(Dataset items)
☆ ☆ ☆ ☆
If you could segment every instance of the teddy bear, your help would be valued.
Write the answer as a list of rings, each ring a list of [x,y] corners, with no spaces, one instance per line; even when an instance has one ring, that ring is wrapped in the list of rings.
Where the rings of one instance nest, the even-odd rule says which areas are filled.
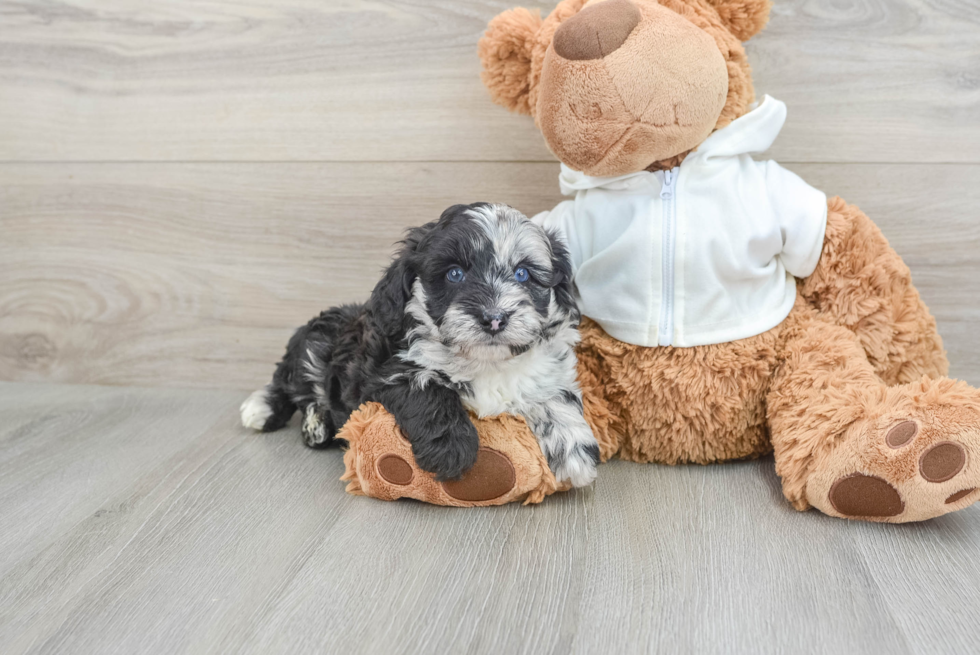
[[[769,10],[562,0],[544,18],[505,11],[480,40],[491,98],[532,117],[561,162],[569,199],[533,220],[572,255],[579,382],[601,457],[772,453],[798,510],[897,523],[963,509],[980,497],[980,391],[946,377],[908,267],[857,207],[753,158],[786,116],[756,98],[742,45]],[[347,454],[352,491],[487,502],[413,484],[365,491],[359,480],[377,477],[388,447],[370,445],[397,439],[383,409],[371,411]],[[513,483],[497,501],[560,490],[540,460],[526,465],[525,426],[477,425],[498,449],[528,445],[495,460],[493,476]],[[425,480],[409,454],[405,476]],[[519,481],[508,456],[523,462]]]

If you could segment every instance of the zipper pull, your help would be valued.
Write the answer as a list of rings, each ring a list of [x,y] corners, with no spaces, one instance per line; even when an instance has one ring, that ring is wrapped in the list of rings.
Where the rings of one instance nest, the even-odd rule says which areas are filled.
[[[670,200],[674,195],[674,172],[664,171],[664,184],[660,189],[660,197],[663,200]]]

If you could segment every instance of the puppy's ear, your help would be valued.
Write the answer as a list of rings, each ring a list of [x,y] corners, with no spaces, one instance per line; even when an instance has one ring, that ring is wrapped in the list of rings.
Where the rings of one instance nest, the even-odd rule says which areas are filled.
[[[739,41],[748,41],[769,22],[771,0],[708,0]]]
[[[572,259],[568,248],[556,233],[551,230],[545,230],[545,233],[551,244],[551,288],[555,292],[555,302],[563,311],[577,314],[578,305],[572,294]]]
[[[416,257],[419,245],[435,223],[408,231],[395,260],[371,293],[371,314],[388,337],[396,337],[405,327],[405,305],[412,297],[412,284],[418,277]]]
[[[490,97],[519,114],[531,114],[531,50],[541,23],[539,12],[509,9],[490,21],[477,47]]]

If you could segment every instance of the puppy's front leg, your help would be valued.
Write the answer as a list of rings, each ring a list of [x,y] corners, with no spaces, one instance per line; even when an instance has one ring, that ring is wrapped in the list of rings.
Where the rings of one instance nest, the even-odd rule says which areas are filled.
☆ ☆ ☆ ☆
_TASK DETAILS_
Would you report every line of the entries above containing the word "valued"?

_OUTPUT FOR THIS TASK_
If you could segment every instance of the teddy bear, your help would be valued.
If you could segment every instance of the zipper pull, your help would be valued.
If you could segment every instance of the puppy's ear, your help would be valued.
If you could segment every instance of the puppy's front leg, your help would be valued.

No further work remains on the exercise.